(Stored entries)
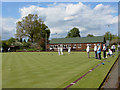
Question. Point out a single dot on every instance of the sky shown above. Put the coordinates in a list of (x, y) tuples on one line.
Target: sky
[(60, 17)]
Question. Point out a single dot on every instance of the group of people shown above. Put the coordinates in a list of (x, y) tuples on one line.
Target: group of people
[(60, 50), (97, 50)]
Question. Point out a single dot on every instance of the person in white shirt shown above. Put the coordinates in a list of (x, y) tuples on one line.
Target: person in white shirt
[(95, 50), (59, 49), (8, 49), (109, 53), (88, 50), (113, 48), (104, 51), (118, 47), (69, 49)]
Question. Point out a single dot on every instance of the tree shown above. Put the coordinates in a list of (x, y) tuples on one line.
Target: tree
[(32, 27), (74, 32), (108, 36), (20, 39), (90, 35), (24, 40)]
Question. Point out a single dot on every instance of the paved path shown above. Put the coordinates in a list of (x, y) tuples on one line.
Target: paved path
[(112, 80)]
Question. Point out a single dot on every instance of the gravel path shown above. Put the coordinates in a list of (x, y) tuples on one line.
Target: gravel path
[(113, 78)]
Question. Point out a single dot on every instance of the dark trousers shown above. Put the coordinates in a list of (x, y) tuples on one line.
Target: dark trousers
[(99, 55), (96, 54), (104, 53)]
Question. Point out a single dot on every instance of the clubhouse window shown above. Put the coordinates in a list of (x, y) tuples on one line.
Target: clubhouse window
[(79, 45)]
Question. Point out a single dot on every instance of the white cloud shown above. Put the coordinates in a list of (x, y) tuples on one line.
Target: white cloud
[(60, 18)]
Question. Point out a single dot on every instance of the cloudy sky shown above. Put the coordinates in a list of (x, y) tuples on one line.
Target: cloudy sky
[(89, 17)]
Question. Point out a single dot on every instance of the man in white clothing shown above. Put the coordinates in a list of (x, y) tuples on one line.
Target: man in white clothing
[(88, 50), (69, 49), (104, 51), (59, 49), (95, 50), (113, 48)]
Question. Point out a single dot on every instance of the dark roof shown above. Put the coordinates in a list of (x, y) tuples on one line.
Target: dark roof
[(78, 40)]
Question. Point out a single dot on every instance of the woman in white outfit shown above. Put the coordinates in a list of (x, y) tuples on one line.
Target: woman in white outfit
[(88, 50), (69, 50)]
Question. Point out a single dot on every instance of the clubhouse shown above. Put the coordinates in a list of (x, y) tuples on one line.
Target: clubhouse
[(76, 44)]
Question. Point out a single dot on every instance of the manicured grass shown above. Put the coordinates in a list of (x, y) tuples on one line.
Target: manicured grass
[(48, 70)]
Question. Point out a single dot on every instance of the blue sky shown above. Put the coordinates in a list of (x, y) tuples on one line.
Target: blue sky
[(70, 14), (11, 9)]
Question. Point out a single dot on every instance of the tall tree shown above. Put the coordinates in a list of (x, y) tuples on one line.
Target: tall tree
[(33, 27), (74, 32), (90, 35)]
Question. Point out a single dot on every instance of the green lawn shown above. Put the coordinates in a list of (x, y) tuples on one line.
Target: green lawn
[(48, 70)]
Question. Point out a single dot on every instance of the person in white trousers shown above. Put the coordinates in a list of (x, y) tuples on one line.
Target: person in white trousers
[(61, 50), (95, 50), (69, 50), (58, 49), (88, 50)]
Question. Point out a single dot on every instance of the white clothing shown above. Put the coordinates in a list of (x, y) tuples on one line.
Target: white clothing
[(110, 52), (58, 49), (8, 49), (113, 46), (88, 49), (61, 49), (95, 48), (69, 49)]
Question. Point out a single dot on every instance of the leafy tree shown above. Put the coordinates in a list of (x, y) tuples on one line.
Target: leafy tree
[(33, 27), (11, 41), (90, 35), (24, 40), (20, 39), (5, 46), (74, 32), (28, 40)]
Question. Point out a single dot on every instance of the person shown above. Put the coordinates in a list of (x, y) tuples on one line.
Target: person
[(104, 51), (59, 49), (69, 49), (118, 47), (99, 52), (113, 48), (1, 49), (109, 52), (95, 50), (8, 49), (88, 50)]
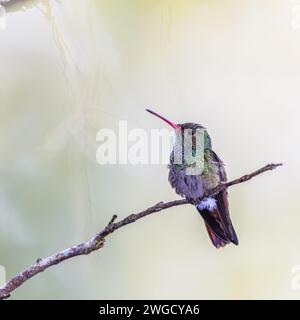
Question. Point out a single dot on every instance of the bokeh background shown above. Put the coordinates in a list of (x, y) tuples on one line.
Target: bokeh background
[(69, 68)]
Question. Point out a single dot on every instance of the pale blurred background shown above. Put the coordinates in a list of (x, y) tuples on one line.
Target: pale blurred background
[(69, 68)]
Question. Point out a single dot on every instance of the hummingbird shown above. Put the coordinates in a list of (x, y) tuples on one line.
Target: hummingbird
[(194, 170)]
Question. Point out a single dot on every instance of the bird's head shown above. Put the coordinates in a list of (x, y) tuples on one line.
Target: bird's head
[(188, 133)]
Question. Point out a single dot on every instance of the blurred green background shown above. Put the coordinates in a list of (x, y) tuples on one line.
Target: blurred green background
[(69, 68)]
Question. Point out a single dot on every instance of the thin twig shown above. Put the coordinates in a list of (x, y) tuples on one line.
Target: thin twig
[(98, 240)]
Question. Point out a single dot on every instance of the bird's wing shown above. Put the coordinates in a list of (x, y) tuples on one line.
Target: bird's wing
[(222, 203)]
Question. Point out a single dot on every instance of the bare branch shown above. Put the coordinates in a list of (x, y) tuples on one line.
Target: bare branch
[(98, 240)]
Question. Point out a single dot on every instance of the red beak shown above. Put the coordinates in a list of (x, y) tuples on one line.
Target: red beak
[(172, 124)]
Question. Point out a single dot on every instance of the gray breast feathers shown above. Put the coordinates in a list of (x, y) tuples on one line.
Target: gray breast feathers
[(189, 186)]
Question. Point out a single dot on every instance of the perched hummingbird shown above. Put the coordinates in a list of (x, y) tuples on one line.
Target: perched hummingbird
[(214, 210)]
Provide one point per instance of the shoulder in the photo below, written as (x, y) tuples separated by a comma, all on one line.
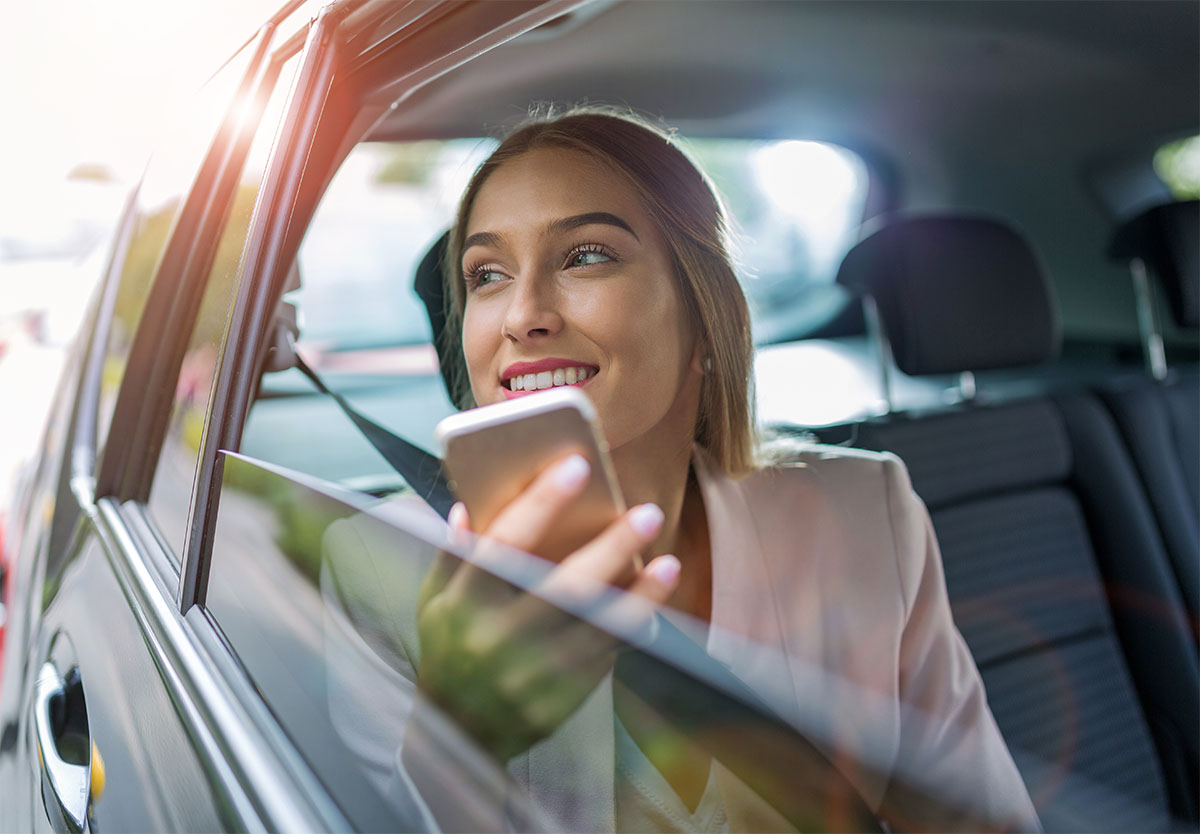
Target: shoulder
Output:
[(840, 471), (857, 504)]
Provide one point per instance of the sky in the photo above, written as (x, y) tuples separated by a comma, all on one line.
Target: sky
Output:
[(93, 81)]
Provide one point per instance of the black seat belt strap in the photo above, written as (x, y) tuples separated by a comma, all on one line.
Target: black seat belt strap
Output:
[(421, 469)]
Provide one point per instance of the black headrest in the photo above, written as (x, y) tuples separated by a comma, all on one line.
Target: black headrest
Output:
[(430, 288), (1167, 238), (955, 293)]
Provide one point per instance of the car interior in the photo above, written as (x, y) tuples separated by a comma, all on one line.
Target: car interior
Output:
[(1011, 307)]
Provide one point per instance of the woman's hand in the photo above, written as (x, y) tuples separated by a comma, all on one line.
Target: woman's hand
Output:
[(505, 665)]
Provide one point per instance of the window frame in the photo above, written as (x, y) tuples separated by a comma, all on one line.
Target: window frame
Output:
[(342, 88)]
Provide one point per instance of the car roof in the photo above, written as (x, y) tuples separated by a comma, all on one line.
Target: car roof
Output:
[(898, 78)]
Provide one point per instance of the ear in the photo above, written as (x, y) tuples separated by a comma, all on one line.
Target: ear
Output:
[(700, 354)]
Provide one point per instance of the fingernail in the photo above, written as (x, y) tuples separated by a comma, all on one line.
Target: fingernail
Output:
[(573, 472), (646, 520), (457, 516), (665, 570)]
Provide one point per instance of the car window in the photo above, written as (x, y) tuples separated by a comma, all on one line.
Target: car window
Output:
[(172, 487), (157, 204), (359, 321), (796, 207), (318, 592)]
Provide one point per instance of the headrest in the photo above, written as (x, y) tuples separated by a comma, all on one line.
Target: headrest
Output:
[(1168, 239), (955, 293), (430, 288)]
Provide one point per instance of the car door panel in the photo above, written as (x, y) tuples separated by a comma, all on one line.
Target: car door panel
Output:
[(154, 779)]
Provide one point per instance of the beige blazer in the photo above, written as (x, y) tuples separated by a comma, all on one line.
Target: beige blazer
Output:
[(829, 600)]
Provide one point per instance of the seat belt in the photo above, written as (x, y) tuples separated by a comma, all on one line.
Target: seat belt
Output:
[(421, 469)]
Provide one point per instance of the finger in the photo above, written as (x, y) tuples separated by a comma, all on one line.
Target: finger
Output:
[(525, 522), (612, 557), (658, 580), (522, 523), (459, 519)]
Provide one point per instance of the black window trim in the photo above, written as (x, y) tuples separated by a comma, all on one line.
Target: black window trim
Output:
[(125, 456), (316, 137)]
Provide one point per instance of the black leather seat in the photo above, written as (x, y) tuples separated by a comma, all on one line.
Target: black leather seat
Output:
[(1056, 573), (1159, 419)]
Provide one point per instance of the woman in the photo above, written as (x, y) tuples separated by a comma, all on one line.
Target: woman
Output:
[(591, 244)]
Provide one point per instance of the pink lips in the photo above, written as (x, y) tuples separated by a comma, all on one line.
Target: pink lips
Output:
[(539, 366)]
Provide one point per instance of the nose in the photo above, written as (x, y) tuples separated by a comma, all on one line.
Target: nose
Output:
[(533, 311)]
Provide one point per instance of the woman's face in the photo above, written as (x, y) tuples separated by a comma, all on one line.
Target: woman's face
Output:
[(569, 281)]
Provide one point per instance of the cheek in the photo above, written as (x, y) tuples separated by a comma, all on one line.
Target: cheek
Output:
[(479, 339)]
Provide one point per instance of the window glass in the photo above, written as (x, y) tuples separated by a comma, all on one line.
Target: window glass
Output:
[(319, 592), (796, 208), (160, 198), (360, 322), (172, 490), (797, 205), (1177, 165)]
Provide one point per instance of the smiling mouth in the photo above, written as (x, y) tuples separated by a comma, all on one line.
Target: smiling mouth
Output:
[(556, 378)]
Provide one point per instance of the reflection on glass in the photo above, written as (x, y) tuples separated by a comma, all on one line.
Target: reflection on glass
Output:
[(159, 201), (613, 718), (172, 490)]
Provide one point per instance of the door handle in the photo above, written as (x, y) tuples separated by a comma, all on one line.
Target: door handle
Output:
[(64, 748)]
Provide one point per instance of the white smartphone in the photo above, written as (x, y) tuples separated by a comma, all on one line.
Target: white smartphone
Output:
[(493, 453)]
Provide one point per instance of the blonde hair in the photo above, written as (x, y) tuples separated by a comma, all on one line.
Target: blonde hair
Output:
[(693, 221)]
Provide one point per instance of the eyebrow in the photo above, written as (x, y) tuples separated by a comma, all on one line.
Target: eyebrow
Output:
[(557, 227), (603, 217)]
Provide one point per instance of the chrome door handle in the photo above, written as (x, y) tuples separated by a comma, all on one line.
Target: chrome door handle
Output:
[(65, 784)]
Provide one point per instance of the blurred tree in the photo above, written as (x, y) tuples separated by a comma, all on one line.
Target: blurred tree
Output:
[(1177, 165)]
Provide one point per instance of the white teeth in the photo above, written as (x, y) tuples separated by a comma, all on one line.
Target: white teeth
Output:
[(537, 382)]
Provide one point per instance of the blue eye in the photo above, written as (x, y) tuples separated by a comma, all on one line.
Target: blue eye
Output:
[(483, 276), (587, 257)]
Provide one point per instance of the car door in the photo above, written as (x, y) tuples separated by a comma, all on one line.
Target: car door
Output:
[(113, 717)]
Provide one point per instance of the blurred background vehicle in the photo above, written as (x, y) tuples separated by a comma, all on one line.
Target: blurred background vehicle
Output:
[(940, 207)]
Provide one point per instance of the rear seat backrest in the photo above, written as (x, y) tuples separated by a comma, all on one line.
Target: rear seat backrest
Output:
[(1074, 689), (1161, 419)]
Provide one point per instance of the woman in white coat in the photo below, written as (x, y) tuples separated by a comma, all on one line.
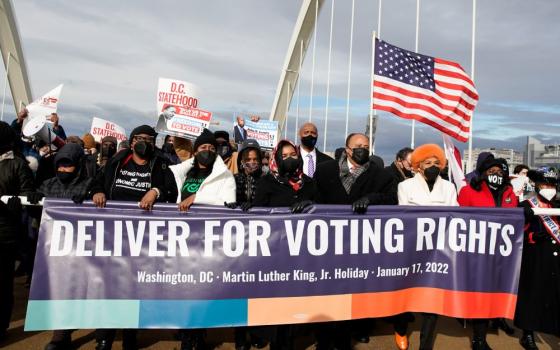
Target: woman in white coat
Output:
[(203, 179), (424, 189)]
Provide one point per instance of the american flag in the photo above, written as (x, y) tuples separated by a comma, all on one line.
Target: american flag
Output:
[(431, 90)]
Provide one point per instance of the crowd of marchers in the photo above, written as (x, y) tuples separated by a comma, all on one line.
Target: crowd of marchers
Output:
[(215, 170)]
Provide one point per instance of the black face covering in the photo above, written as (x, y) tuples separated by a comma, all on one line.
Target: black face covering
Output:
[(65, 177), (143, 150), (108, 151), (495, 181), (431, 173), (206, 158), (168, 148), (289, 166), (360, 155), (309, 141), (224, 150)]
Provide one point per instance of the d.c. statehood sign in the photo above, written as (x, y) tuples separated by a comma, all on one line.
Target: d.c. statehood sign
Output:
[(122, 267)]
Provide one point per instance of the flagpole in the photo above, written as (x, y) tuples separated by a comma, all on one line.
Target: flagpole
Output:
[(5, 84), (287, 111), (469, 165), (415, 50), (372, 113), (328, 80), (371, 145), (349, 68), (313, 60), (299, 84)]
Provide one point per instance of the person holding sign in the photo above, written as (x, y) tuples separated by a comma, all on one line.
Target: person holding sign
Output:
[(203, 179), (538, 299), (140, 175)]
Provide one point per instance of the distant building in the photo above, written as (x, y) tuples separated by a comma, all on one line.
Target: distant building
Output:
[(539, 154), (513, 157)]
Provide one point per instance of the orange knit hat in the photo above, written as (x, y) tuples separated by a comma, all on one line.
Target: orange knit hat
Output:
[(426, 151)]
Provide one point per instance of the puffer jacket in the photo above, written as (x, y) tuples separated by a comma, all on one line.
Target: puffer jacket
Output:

> _Direction_: Swap "path" for "trail" in the stretch from the start of the items through the line containing "[(113, 78)]", leaving everything else unchanged, and write that stretch out again. Leave the pictures out of your answer.

> _Output of the exercise_:
Question. Point out a single dot on every instance of the sky shown above. Put the coordinates in a list of (x, y) tuples on one line.
Target: sky
[(60, 17)]
Question. Point out a single dot on every instance of the group of people shown above. Put the coordinates in a list of (x, y) tuples on one line.
Target: group of people
[(60, 50), (97, 50)]
Question. Point out a single dot on every instance of the person in white shirt shown above. Put the coordinates in a list of (x, y) tuples on one line.
Target: person in white shirt
[(95, 50), (59, 49), (8, 49), (109, 53), (88, 50), (113, 48), (104, 51), (118, 47), (69, 49)]
Question. Point out a single dot on every instance of the tree shown above. Put the coordinates in a list of (x, y) tuples on one line.
Target: tree
[(32, 27), (74, 32), (108, 36), (20, 39), (90, 35), (24, 40)]
Question. Point out a single dot on every instance of the paved trail shown above. Put the coordinates in a list of (x, y) tuples on one line.
Target: paved trail
[(112, 80)]
Question. Point out a single dot on every instance of the gravel trail shown above. Put the coordinates in a list of (x, y) tuples on one line.
Target: gravel trail
[(113, 78)]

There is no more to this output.